— Start SUPPLIED PASSAGE —

On Thu 07/Oct/2021 11:56:19 +0200 Laura Atkins wrote:
On 7 Oct 2021, at 10:37, Alessandro Vesely <ves...@tana.it> wrote:
On Thu 07/Oct/2021 09:48:12 +0200 Laura Atkins wrote:
On 7 Oct 2021, at 01:08, Scott Kitterman <skl...@kitterman.com> wrote:
On October 6, 2021 11:37:26 PM UTC, John Levine <jo...@taugh.com> wrote:
It appears that Alessandro Vesely  <ves...@tana.it> said:

Doug's [...] can finally be a much needed attempt at formalizing the old, known 
From: rewriting.

formalizing a bad idea doesn't make it any less bad an idea.

Agreed.

Agreed. The other day I was trying to refer work to a colleague I’ve only 
really interacted with on a professional mailing list. Due to header re-writing 
and no email address in any other place in the email, I didn’t actually have a 
direct email address for her.


What do we want to do, then?

I don’t know, honestly. Convince people to actually sign their emails and put 
.sig files in? There are multiple lists I’m on that has people who post and I 
have no idea who it is because they neither sign their messages nor include a 
.sig file and the list sets the reply-to: as back to the list. Implement a 
‘original author / submittor’ header for mailing lists?

— End SUPPLIED PASSAGE —

■ **INSTRUCTION**:
List each person who is named as having written a message in the attribution lines of the mailing-list thread, giving each name once. None of the data that follows is needed for the task here.

— Start ITEMS —

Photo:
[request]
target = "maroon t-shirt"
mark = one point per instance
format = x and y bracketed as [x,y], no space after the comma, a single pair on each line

— End ITEMS —

■ **CORRECT RESULT**:
Laura Atkins
Alessandro Vesely
Scott Kitterman
John Levine